What you have to do.
Reproduce verbatim the lines from the start of the records up to and including the line containing "81), (95, 83)]".

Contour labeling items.
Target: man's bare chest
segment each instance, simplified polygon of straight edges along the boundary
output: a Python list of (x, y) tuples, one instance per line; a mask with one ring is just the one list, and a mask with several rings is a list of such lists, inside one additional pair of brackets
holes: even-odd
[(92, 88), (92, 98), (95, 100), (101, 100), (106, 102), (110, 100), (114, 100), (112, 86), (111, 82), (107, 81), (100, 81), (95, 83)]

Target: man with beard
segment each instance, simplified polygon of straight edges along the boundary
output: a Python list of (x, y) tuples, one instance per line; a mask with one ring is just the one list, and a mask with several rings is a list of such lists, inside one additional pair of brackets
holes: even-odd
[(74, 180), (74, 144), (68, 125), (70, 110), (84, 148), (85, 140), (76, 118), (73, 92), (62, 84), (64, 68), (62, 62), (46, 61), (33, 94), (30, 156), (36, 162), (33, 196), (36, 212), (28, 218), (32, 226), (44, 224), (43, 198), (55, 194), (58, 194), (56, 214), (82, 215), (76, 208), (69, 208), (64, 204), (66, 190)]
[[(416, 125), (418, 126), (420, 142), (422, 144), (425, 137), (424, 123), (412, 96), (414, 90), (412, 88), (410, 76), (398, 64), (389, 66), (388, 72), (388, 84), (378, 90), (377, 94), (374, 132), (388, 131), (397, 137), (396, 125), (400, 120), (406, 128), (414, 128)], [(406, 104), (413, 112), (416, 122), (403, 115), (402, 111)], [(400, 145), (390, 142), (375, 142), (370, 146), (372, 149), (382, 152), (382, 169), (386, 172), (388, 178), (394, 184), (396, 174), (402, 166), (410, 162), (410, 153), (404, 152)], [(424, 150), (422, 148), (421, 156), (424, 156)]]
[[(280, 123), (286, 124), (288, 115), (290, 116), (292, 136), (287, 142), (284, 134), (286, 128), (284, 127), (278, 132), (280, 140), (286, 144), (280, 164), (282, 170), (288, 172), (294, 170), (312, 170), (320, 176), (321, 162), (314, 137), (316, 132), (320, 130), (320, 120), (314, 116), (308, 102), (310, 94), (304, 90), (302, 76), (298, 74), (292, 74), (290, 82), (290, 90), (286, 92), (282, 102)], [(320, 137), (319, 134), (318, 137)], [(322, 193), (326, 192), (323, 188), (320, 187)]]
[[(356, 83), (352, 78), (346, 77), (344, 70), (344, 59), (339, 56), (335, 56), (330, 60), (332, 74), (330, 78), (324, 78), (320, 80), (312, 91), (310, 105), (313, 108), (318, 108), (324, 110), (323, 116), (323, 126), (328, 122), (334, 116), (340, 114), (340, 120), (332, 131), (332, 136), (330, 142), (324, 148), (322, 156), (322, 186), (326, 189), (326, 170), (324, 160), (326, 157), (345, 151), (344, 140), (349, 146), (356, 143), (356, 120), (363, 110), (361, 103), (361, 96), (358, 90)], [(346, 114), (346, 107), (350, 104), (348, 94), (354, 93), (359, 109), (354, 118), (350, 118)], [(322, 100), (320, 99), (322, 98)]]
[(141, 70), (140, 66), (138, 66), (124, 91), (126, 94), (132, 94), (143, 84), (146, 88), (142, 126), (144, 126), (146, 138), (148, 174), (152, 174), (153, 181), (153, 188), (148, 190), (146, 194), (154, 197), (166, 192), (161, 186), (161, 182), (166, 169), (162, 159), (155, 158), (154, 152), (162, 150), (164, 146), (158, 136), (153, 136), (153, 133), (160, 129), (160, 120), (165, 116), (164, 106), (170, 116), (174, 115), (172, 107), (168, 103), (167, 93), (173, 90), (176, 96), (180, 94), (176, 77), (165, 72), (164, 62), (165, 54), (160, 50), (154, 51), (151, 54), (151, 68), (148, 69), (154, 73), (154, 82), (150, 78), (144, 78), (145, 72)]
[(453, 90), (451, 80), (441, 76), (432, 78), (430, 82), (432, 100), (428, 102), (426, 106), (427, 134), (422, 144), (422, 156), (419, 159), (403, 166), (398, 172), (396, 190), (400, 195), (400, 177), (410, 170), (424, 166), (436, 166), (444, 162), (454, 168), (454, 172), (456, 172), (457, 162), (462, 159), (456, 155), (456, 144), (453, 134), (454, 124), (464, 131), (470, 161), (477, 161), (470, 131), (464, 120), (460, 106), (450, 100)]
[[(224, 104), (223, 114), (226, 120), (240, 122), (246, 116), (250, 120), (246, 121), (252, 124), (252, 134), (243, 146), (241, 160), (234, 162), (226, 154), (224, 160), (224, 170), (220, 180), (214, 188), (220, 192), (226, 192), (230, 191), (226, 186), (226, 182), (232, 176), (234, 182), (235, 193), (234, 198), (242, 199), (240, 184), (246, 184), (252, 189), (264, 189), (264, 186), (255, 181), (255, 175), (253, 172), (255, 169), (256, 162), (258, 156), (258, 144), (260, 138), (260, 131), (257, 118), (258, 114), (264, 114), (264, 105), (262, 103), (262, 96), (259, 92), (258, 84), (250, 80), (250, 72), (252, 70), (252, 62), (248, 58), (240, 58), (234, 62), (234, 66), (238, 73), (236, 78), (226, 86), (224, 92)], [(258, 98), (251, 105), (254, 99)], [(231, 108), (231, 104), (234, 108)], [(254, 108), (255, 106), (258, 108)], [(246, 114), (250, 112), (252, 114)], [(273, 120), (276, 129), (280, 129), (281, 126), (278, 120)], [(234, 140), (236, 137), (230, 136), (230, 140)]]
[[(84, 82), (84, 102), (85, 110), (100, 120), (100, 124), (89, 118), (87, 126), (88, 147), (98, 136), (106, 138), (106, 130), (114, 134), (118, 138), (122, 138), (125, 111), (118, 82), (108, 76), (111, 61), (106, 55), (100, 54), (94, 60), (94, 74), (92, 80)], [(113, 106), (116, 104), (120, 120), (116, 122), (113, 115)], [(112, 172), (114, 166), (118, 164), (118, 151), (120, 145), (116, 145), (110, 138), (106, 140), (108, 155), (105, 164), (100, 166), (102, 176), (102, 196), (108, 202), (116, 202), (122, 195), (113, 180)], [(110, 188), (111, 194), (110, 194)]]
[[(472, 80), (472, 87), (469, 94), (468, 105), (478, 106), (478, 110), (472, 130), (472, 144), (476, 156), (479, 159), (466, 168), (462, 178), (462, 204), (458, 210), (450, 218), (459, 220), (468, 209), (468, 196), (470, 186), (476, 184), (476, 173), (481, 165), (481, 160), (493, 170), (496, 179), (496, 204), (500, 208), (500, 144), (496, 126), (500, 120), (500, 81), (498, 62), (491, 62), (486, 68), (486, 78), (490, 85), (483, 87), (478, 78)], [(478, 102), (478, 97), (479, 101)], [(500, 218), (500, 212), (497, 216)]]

Result of this exercise.
Target: man's bare chest
segment each instance, simplified polygon of straight edges along the boundary
output: a Python list of (x, y) tuples, one instance per line; a mask with one ring is just the one list, and a mask with several rings is a list of such lists, inside one additional pair of brackets
holes: even-odd
[(92, 88), (92, 98), (95, 100), (101, 100), (106, 102), (110, 100), (114, 100), (112, 86), (111, 82), (107, 81), (100, 81), (95, 83)]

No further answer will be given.